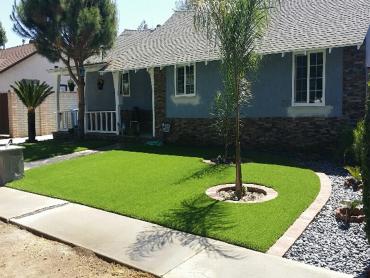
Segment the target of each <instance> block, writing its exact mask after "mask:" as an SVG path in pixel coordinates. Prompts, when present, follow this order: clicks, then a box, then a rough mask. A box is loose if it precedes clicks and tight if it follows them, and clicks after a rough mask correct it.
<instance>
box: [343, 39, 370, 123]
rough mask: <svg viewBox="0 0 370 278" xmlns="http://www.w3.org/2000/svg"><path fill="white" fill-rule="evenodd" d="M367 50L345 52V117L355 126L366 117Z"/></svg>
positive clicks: (343, 94) (344, 100)
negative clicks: (354, 124) (365, 111)
mask: <svg viewBox="0 0 370 278" xmlns="http://www.w3.org/2000/svg"><path fill="white" fill-rule="evenodd" d="M366 81H367V78H366V49H365V46H362V47H361V48H360V49H359V50H358V49H357V47H355V46H354V47H346V48H344V50H343V116H344V117H346V118H348V119H349V120H350V121H351V122H352V123H353V124H355V123H356V122H358V121H359V120H360V119H362V118H363V117H364V114H365V99H366Z"/></svg>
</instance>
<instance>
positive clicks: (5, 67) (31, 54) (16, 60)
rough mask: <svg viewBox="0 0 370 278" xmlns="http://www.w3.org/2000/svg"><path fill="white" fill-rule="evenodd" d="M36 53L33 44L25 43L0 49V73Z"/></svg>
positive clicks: (31, 55) (13, 65)
mask: <svg viewBox="0 0 370 278" xmlns="http://www.w3.org/2000/svg"><path fill="white" fill-rule="evenodd" d="M35 53H36V48H35V46H34V45H33V44H25V45H22V46H16V47H11V48H7V49H1V50H0V73H2V72H4V71H6V70H7V69H9V68H11V67H12V66H14V65H16V64H18V63H19V62H21V61H23V60H24V59H27V58H28V57H30V56H32V55H33V54H35Z"/></svg>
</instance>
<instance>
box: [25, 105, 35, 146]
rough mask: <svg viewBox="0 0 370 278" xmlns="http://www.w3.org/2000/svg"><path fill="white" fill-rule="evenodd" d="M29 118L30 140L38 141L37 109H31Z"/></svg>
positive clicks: (29, 113)
mask: <svg viewBox="0 0 370 278" xmlns="http://www.w3.org/2000/svg"><path fill="white" fill-rule="evenodd" d="M27 118H28V142H31V143H34V142H36V114H35V109H29V110H28V113H27Z"/></svg>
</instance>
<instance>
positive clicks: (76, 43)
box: [11, 0, 117, 138]
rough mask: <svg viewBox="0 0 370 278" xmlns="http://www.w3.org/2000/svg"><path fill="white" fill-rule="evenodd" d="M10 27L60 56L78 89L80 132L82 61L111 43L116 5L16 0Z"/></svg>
mask: <svg viewBox="0 0 370 278" xmlns="http://www.w3.org/2000/svg"><path fill="white" fill-rule="evenodd" d="M11 19H12V20H13V23H14V26H13V29H14V31H15V32H16V33H18V34H19V35H21V36H22V37H25V38H29V39H32V40H33V41H34V43H35V46H36V48H37V50H38V52H39V53H40V54H41V55H43V56H45V57H46V58H48V59H49V60H50V61H52V62H56V61H59V60H61V61H62V62H63V63H64V64H65V65H66V67H67V69H68V72H69V74H70V77H71V78H72V79H73V81H74V82H75V83H76V84H77V91H78V100H79V104H78V108H79V111H78V134H79V137H80V138H83V136H84V119H85V96H84V94H85V80H84V72H85V69H84V63H85V61H86V60H87V59H88V58H89V57H91V56H94V55H98V54H99V53H100V52H101V51H106V50H108V49H110V48H111V47H112V46H113V43H114V40H115V38H116V35H117V8H116V4H115V2H114V1H113V0H73V1H70V0H20V1H19V2H18V4H17V3H15V4H14V6H13V13H12V15H11Z"/></svg>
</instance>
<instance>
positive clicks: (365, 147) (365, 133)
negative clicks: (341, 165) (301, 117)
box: [361, 92, 370, 242]
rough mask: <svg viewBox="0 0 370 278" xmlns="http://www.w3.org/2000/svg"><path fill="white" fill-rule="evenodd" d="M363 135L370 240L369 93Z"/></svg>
mask: <svg viewBox="0 0 370 278" xmlns="http://www.w3.org/2000/svg"><path fill="white" fill-rule="evenodd" d="M364 129H365V133H364V136H363V154H362V157H361V158H362V167H361V176H362V181H363V183H364V192H363V203H364V209H365V215H366V233H367V238H368V240H369V242H370V95H369V92H368V94H367V101H366V115H365V124H364Z"/></svg>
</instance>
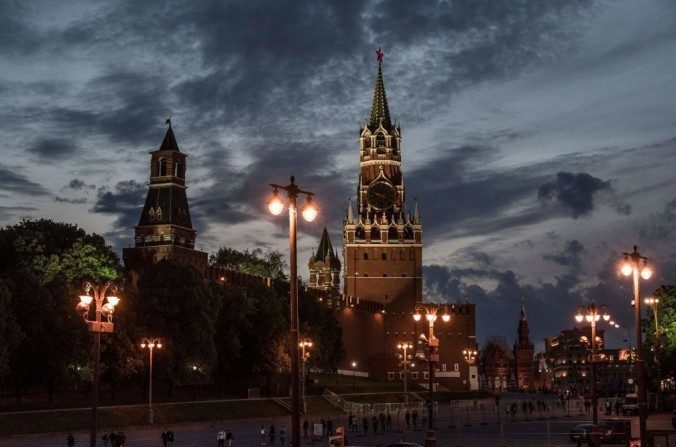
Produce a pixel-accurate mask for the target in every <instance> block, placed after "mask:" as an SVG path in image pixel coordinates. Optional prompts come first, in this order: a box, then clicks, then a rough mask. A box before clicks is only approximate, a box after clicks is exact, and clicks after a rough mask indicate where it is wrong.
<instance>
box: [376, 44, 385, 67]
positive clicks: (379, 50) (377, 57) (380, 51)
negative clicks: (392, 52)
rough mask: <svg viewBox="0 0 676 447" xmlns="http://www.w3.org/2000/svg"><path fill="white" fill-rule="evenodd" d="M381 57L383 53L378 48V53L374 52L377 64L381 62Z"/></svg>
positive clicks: (381, 50) (382, 59)
mask: <svg viewBox="0 0 676 447" xmlns="http://www.w3.org/2000/svg"><path fill="white" fill-rule="evenodd" d="M383 56H384V53H383V52H382V50H381V49H380V47H378V51H376V57H377V58H378V63H382V62H383Z"/></svg>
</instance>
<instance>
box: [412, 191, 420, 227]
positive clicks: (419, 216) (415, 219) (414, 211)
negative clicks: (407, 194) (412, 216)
mask: <svg viewBox="0 0 676 447" xmlns="http://www.w3.org/2000/svg"><path fill="white" fill-rule="evenodd" d="M413 203H414V209H413V223H414V224H415V225H420V212H419V211H418V198H417V197H416V198H414V199H413Z"/></svg>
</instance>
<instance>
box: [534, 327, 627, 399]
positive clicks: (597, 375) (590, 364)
mask: <svg viewBox="0 0 676 447" xmlns="http://www.w3.org/2000/svg"><path fill="white" fill-rule="evenodd" d="M604 334H605V331H604V330H603V329H598V328H597V329H596V337H597V340H596V342H597V343H598V346H599V349H598V351H597V352H598V357H599V361H598V363H597V365H596V366H597V368H596V377H597V383H598V384H599V388H598V389H599V391H601V392H602V394H621V393H623V392H625V390H626V389H627V379H629V378H630V377H632V366H633V365H632V362H631V361H630V357H631V356H630V355H628V354H627V352H626V351H627V350H624V349H605V348H604ZM583 340H591V328H590V327H588V326H587V327H584V328H574V329H566V330H563V331H561V332H560V333H559V334H557V335H555V336H553V337H547V338H545V357H546V361H547V363H548V364H549V365H550V367H551V369H552V373H553V386H554V387H555V388H556V389H557V390H559V391H571V392H573V393H579V394H584V393H586V392H588V391H589V390H590V385H591V363H590V362H589V360H590V350H589V347H588V346H589V345H588V342H586V341H583Z"/></svg>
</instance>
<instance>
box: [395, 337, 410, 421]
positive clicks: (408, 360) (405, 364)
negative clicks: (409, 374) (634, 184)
mask: <svg viewBox="0 0 676 447" xmlns="http://www.w3.org/2000/svg"><path fill="white" fill-rule="evenodd" d="M412 348H413V344H412V343H409V342H407V341H404V342H401V343H398V344H397V349H399V350H402V351H403V353H402V354H398V355H399V359H400V360H401V363H400V365H402V366H403V367H404V404H405V405H406V408H408V390H407V387H406V385H407V384H406V381H407V379H408V365H409V364H410V363H411V355H410V354H409V353H408V350H409V349H412Z"/></svg>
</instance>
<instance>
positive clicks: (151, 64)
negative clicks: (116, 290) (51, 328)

# ACTIVITY:
A word-for-word copy is needed, starting at the first line of the listing and ending with the line bearing "positive clicks: (343, 94) (344, 100)". No pictures.

# WRITTEN SOLUTION:
Segment the target of each <instance> block, writing its exact mask after "mask:" as an SVG path in pixel coordinates. Prompts, when present, follow this order: clicks, then a box, then a rough mask. A box is loose if it precedes clicks and tight if it follows them, and clicks after a rough mask correct it.
<instance>
box: [343, 39, 370, 123]
rough mask: <svg viewBox="0 0 370 278" xmlns="http://www.w3.org/2000/svg"><path fill="white" fill-rule="evenodd" d="M367 50L345 52V117L355 126L366 117Z"/></svg>
positive clicks: (343, 94) (344, 100)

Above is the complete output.